Prompt:
Extract every entry below and reproduce each one verbatim, changing no character, spacing, or line break.

Provided material:
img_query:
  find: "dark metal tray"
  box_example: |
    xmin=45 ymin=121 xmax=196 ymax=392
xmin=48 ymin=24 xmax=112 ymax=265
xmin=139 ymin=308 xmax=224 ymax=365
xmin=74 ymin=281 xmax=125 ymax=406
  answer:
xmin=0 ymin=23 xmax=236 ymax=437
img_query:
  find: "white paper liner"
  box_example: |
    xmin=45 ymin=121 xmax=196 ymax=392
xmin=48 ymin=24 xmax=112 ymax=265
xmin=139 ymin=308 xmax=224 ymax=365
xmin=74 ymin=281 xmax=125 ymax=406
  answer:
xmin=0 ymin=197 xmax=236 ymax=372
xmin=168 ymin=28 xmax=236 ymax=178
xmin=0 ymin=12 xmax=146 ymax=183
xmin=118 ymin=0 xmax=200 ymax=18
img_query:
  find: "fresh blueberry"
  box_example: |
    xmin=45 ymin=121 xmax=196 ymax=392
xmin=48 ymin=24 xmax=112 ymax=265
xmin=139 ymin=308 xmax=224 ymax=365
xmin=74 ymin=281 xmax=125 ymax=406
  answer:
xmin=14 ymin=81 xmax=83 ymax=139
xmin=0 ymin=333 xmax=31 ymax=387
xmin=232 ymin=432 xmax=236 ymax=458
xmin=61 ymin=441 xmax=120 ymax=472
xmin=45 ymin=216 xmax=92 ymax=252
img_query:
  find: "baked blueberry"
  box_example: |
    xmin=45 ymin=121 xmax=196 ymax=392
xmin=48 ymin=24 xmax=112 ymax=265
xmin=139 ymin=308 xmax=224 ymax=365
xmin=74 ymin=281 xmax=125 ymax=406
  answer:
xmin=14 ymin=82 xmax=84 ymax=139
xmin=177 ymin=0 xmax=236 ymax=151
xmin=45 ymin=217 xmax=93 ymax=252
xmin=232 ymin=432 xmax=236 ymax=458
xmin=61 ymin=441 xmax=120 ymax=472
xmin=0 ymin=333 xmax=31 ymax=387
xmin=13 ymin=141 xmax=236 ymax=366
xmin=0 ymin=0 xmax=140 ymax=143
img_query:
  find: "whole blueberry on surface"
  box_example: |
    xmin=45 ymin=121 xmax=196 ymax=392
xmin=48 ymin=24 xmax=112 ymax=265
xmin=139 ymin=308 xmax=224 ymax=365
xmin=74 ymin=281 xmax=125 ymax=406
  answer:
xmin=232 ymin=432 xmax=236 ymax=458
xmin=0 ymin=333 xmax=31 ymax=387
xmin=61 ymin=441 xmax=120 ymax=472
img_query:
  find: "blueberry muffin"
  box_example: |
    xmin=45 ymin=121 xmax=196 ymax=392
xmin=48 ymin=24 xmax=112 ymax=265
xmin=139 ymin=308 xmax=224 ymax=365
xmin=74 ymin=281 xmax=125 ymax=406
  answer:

Reply to the task:
img_query:
  find: "dark metal tray"
  box_example: |
    xmin=45 ymin=121 xmax=196 ymax=392
xmin=48 ymin=24 xmax=112 ymax=265
xmin=139 ymin=308 xmax=224 ymax=365
xmin=74 ymin=281 xmax=125 ymax=406
  answer:
xmin=0 ymin=23 xmax=236 ymax=437
img_query:
  find: "white paper liner"
  box_example: |
    xmin=45 ymin=121 xmax=196 ymax=392
xmin=48 ymin=24 xmax=112 ymax=265
xmin=139 ymin=308 xmax=224 ymax=365
xmin=74 ymin=281 xmax=125 ymax=406
  answer:
xmin=0 ymin=197 xmax=236 ymax=372
xmin=168 ymin=28 xmax=236 ymax=178
xmin=0 ymin=12 xmax=146 ymax=183
xmin=118 ymin=0 xmax=200 ymax=18
img_query:
  find: "fresh blueberry"
  box_example: |
    xmin=45 ymin=121 xmax=196 ymax=392
xmin=48 ymin=24 xmax=112 ymax=265
xmin=139 ymin=308 xmax=224 ymax=365
xmin=74 ymin=281 xmax=125 ymax=406
  answer:
xmin=14 ymin=81 xmax=83 ymax=139
xmin=0 ymin=333 xmax=31 ymax=387
xmin=232 ymin=432 xmax=236 ymax=458
xmin=61 ymin=441 xmax=120 ymax=472
xmin=45 ymin=216 xmax=92 ymax=252
img_query:
  find: "baked blueberry"
  box_example: |
    xmin=45 ymin=121 xmax=196 ymax=392
xmin=48 ymin=24 xmax=112 ymax=265
xmin=139 ymin=308 xmax=224 ymax=365
xmin=74 ymin=281 xmax=125 ymax=406
  answer:
xmin=14 ymin=82 xmax=84 ymax=139
xmin=177 ymin=0 xmax=236 ymax=151
xmin=45 ymin=217 xmax=93 ymax=252
xmin=232 ymin=432 xmax=236 ymax=458
xmin=61 ymin=441 xmax=120 ymax=472
xmin=0 ymin=333 xmax=31 ymax=387
xmin=13 ymin=141 xmax=236 ymax=366
xmin=0 ymin=0 xmax=140 ymax=143
img_query:
  find: "whole blueberry on surface"
  box_example: |
    xmin=45 ymin=121 xmax=196 ymax=392
xmin=48 ymin=24 xmax=112 ymax=265
xmin=139 ymin=308 xmax=224 ymax=365
xmin=74 ymin=281 xmax=125 ymax=406
  answer:
xmin=232 ymin=432 xmax=236 ymax=458
xmin=0 ymin=333 xmax=31 ymax=387
xmin=61 ymin=441 xmax=120 ymax=472
img_query:
  find: "blueberry muffin"
  box_example: |
    xmin=45 ymin=121 xmax=196 ymax=392
xmin=48 ymin=24 xmax=112 ymax=265
xmin=139 ymin=308 xmax=224 ymax=365
xmin=74 ymin=281 xmax=125 ymax=406
  answer:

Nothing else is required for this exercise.